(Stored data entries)
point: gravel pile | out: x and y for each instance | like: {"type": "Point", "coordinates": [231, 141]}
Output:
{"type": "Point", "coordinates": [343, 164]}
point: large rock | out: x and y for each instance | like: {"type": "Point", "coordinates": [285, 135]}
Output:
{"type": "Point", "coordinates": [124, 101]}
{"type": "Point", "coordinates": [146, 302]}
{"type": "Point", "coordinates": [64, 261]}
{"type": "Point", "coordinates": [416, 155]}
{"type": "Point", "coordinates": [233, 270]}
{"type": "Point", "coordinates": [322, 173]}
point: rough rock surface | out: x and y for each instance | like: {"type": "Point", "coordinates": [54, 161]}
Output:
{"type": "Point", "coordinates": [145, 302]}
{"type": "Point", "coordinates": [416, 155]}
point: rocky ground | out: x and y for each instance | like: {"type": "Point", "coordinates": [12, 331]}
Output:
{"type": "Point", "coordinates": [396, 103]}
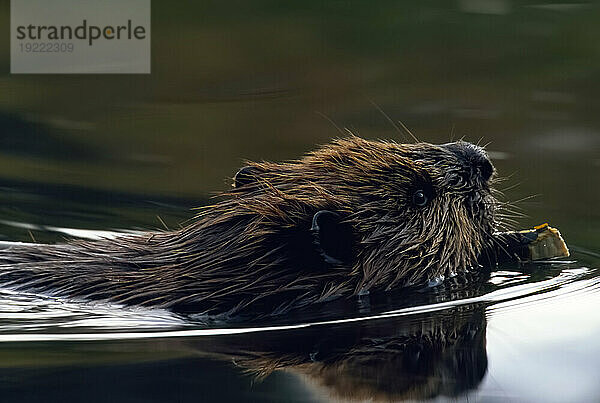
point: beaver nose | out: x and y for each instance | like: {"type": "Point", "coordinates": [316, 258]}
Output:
{"type": "Point", "coordinates": [474, 157]}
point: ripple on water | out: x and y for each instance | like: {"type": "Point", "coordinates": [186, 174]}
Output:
{"type": "Point", "coordinates": [34, 317]}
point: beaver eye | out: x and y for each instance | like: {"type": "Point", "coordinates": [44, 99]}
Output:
{"type": "Point", "coordinates": [420, 199]}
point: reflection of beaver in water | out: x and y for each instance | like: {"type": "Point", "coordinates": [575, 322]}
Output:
{"type": "Point", "coordinates": [352, 217]}
{"type": "Point", "coordinates": [397, 358]}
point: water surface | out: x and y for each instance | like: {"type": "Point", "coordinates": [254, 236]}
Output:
{"type": "Point", "coordinates": [88, 156]}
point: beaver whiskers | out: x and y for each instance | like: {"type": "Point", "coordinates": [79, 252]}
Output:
{"type": "Point", "coordinates": [352, 217]}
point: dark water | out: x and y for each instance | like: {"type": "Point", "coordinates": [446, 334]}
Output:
{"type": "Point", "coordinates": [83, 155]}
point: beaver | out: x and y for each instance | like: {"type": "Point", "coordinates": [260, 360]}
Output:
{"type": "Point", "coordinates": [353, 217]}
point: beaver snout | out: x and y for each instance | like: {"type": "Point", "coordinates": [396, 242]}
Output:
{"type": "Point", "coordinates": [474, 158]}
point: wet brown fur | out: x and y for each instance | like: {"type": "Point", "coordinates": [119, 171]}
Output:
{"type": "Point", "coordinates": [254, 249]}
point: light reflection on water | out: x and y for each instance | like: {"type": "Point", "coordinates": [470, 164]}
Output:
{"type": "Point", "coordinates": [85, 154]}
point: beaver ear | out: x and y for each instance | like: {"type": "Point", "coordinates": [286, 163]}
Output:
{"type": "Point", "coordinates": [332, 237]}
{"type": "Point", "coordinates": [245, 176]}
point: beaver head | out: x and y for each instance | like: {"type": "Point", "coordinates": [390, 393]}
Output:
{"type": "Point", "coordinates": [380, 213]}
{"type": "Point", "coordinates": [352, 217]}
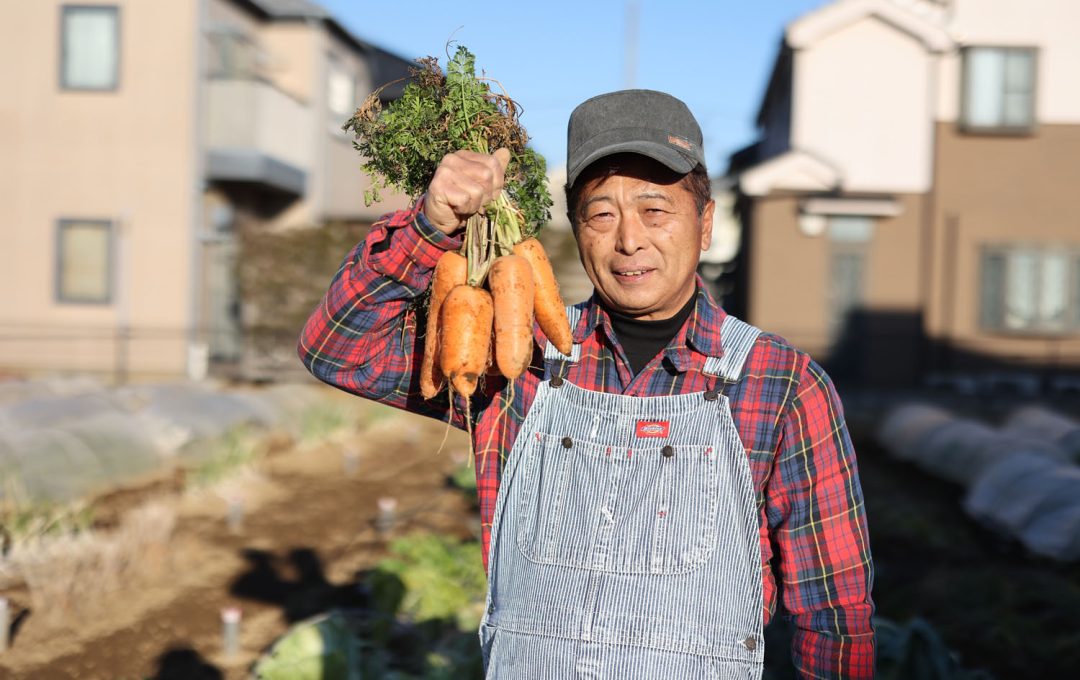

=== EXERCISE PROMPT ===
Please write out every record above exactly, but leave the pictures out.

=== RESULT FOR THIS TASK ===
point: gravel pile | out: x and y for each instance | like: {"type": "Point", "coordinates": [231, 141]}
Output:
{"type": "Point", "coordinates": [343, 164]}
point: large rock | out: x and y for each instance | like: {"type": "Point", "coordinates": [285, 135]}
Output:
{"type": "Point", "coordinates": [124, 101]}
{"type": "Point", "coordinates": [146, 302]}
{"type": "Point", "coordinates": [64, 261]}
{"type": "Point", "coordinates": [416, 155]}
{"type": "Point", "coordinates": [233, 270]}
{"type": "Point", "coordinates": [322, 173]}
point: rough rock surface | out: x and y for each instance | like: {"type": "Point", "coordinates": [54, 161]}
Output:
{"type": "Point", "coordinates": [145, 302]}
{"type": "Point", "coordinates": [416, 155]}
point: rocky ground | out: x and y for each instance | like: {"type": "Point", "coordinates": [12, 331]}
Output:
{"type": "Point", "coordinates": [396, 103]}
point: beaver nose | out: x and y for each instance | like: {"type": "Point", "coordinates": [316, 258]}
Output:
{"type": "Point", "coordinates": [474, 157]}
point: ripple on water | out: x and y for each instance | like: {"type": "Point", "coordinates": [186, 174]}
Output:
{"type": "Point", "coordinates": [34, 317]}
point: beaver eye | out: x and y for each instance | like: {"type": "Point", "coordinates": [44, 99]}
Output:
{"type": "Point", "coordinates": [420, 199]}
point: reflection of beaver in water | out: x and y for each instance | like: {"type": "Point", "coordinates": [575, 322]}
Output:
{"type": "Point", "coordinates": [352, 217]}
{"type": "Point", "coordinates": [397, 358]}
point: water surface | out: x and y for each instance | like: {"type": "Point", "coordinates": [254, 236]}
Output:
{"type": "Point", "coordinates": [88, 156]}
point: beaver whiskers | out: x and y for each instance | like: {"type": "Point", "coordinates": [79, 252]}
Output:
{"type": "Point", "coordinates": [352, 217]}
point: dark water | out: x and y for each instance | like: {"type": "Point", "coordinates": [446, 334]}
Output:
{"type": "Point", "coordinates": [83, 155]}
point: beaver | out: x and y for each instance | like: {"type": "Point", "coordinates": [260, 360]}
Output:
{"type": "Point", "coordinates": [353, 217]}
point: beaver snout | out: x and y for each instance | like: {"type": "Point", "coordinates": [396, 242]}
Output:
{"type": "Point", "coordinates": [474, 158]}
point: wet brown fur | out: x and y for each instance | like: {"type": "Point", "coordinates": [119, 171]}
Output:
{"type": "Point", "coordinates": [254, 249]}
point: light reflection on water | out: x and y for each instance | like: {"type": "Point", "coordinates": [470, 164]}
Output:
{"type": "Point", "coordinates": [85, 154]}
point: beaver ear | out: x and y for each instance | like: {"type": "Point", "coordinates": [286, 163]}
Output:
{"type": "Point", "coordinates": [332, 237]}
{"type": "Point", "coordinates": [245, 176]}
point: beaver head | out: x and y for each instance | like: {"type": "Point", "coordinates": [390, 393]}
Output:
{"type": "Point", "coordinates": [380, 213]}
{"type": "Point", "coordinates": [352, 217]}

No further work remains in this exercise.